--- To be done ---
Copy out the records below with every "drop a marker" replaced by "place a point" and all else left unchanged. Leave the pictures out of your copy.

[Rows from a pointing dataset]
++++++++
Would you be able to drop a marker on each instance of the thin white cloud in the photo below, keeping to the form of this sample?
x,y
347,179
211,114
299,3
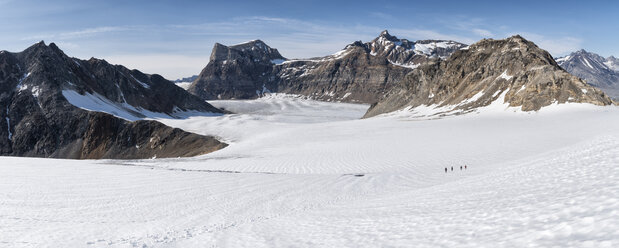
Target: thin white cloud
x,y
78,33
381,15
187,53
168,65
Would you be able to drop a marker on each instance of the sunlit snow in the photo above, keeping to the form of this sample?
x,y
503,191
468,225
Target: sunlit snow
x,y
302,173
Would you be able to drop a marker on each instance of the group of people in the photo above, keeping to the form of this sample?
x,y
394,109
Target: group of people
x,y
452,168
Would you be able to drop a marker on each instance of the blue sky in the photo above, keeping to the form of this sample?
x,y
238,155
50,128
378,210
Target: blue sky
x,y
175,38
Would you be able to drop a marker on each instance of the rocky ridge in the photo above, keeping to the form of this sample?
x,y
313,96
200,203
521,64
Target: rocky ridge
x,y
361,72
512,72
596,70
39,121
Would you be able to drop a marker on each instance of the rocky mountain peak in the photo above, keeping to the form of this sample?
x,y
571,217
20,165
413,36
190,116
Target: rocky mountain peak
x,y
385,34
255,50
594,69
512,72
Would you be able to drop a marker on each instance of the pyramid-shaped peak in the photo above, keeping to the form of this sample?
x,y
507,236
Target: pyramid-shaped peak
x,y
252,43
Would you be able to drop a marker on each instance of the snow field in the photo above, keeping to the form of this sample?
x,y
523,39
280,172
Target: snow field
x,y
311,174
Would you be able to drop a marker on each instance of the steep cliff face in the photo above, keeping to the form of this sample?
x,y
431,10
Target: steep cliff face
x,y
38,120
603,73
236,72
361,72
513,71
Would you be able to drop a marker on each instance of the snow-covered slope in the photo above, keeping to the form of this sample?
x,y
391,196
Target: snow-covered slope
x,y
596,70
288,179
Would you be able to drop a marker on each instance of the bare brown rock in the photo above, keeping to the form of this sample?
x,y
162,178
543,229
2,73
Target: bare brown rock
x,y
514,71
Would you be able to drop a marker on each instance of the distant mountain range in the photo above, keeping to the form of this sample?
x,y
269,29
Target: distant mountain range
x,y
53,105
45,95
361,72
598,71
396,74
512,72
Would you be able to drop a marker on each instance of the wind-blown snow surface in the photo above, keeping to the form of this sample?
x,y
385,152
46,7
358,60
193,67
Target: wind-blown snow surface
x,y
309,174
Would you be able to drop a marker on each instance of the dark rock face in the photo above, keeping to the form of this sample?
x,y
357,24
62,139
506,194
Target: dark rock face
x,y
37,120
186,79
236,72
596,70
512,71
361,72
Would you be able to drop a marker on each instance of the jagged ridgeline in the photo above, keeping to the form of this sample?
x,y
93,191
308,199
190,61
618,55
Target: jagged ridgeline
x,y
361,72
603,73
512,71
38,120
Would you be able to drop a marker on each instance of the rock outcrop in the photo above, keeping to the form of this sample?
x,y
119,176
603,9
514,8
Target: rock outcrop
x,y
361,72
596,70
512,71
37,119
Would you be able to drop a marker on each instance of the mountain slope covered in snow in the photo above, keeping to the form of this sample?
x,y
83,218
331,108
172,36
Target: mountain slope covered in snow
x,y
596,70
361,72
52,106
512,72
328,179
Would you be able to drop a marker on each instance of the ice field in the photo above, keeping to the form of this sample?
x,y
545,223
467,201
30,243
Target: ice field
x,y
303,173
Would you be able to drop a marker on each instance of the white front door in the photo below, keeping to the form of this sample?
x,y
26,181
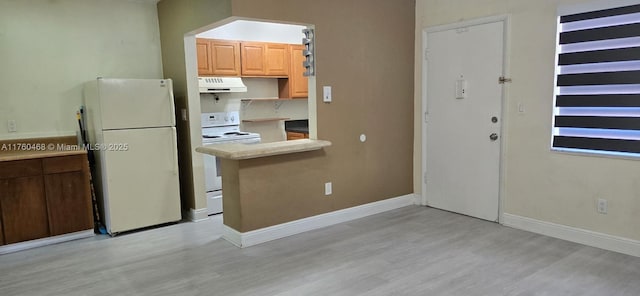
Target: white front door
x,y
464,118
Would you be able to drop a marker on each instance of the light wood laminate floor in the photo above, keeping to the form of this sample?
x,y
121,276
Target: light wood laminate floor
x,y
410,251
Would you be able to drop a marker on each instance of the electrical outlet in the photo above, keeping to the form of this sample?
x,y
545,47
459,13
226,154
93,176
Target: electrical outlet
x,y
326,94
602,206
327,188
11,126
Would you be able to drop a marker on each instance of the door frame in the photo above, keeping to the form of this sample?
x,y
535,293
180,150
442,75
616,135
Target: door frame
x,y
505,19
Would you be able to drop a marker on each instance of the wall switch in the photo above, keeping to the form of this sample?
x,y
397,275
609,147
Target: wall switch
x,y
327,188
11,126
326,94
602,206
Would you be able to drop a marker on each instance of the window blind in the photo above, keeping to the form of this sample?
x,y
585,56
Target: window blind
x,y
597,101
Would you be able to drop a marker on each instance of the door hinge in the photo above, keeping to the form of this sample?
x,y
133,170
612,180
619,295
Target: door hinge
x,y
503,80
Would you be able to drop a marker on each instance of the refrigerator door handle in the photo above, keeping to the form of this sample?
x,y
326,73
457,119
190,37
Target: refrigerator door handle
++++++++
--- Full response ---
Would you be able to place a point on each instance of the thin white cloud in the photo below, keeping to the form of this sample?
x,y
347,179
211,114
299,3
Target: thin white cloud
x,y
78,33
381,15
187,53
168,65
Would you be able to place a point on each instance of the sunlit snow in the photo above, keeping to the form of this sample?
x,y
503,191
468,225
Target: sunlit snow
x,y
302,173
Would you be able to place a point on each instance of the group of people in the photo above, keeping to the form of this sample?
x,y
394,109
Target: group of people
x,y
452,168
Would you be able to place a point on each instance of the blue sky in the photo above, keeping to the form of this sample?
x,y
238,155
50,128
378,210
Target: blue sky
x,y
175,38
Would you be able to place a point on each instance of the rocky ridge in the photo above, keeping to the form of this sample?
x,y
313,96
200,203
521,64
Target: rocky ridge
x,y
361,72
512,72
596,70
39,121
Would you be able to place a point on each instance of the rocky mountain peak in the photo above, keeping to the form of this sample?
x,y
571,217
20,165
413,36
190,116
Target: rocky mountain peak
x,y
385,34
255,50
594,69
512,72
Would you be able to place a point on each instance of the pyramid-shaped peak in the photo above, keeping to the form of this sample?
x,y
507,236
Target: pyramid-shaped peak
x,y
252,43
Would you be able to place a point on each instance of the snow field in the photo above, keeping to the form of this sample?
x,y
523,39
280,172
Target: snow field
x,y
311,174
Would you be able to place a point on each instance of the steep cliff face in the photo above, keeping to the form of this sample?
x,y
431,10
Target: steep cliff face
x,y
38,120
603,73
236,72
361,72
513,71
Would you be able to place a point on each instance of the snow-covered slope in the photo above, keeping to the form of this sample?
x,y
391,196
Target: snow-covered slope
x,y
596,70
288,179
Would you be able to place a point on each instance of the bare brown rock in the photo above, keeping to the form of this sample?
x,y
162,178
543,229
2,73
Target: bare brown rock
x,y
514,71
Would you be able to place a point on each instance of the distant mountain range in the photo above, keeping to the form of this sample?
x,y
269,29
Target: distant mountain range
x,y
53,105
45,95
361,72
598,71
396,74
512,72
Would you be able to place a point on each instance of the wind-blown snow surface in the photo above, keeping to the form of this sample?
x,y
385,152
46,7
358,60
193,67
Target: wind-blown snow surface
x,y
309,174
Would you be able to place a point on each instance of the dark rock face in the photo above, keeping to the form of this sample?
x,y
357,24
62,139
506,194
Target: dark rock face
x,y
37,120
186,79
236,72
596,70
512,71
361,72
Would you be able to place a point on each instance of the jagged ridgeline in the photo above, keeping to the form of this sample?
x,y
93,191
308,199
190,61
618,55
Target: jagged ridgeline
x,y
361,72
603,73
512,71
38,120
Would you be able to place a point on each instance of the rock outcrop in the photo above, keeping to the form of this sample?
x,y
119,176
603,9
514,8
Target: rock outcrop
x,y
361,72
596,70
512,71
37,119
Would you be able to place a point on each instance of the mountain slope covered in snow in the photo above, keeping to the form of this sample?
x,y
83,218
331,108
172,36
Target: mountain slope covered in snow
x,y
596,70
361,72
52,106
512,72
328,179
Would you be able to place a point on each instance of the ice field in the photo above, keeping to the form of this sample?
x,y
545,223
467,201
30,243
Target: ice field
x,y
303,173
Would you be able to place a point on each instance of the white front door in the photo below, keeping to the form of this sample?
x,y
26,181
Target: white front door
x,y
464,118
Would you be able to place a point on each instance of the light wood laminate floor in the photo above, keeping to the form of this sample?
x,y
121,276
Target: light wood laminate floor
x,y
410,251
Would you be able to place a point on each instance of the electrical outlet in the photo above, keeping to the form of this sample?
x,y
545,47
459,13
226,154
93,176
Target: electrical outlet
x,y
326,94
602,206
327,188
11,126
Would you be able to place a point on each instance of the door frame in the photo above, keeping to the form of this sample?
x,y
535,293
180,150
442,75
616,135
Target: door frame
x,y
505,19
Would you be able to place a point on each instance of the wall switch in the photo above, keeping to the form of this sample?
x,y
397,275
609,147
Target: wall switch
x,y
327,188
11,126
326,94
602,206
Would you be able to place a point on each instance of the window blind in the photo above, keeping to the form of this sample?
x,y
585,56
Target: window blind
x,y
597,101
Would you be able to place a point on each instance of the door hinge in the photo above, keeping to the form of this sample?
x,y
133,170
612,180
619,295
Target: door hinge
x,y
503,80
Would you be able to place a point on each instance of the refrigerator door handle in the photo above, keeping to the form of this sample?
x,y
326,73
457,119
190,37
Target: refrigerator door handle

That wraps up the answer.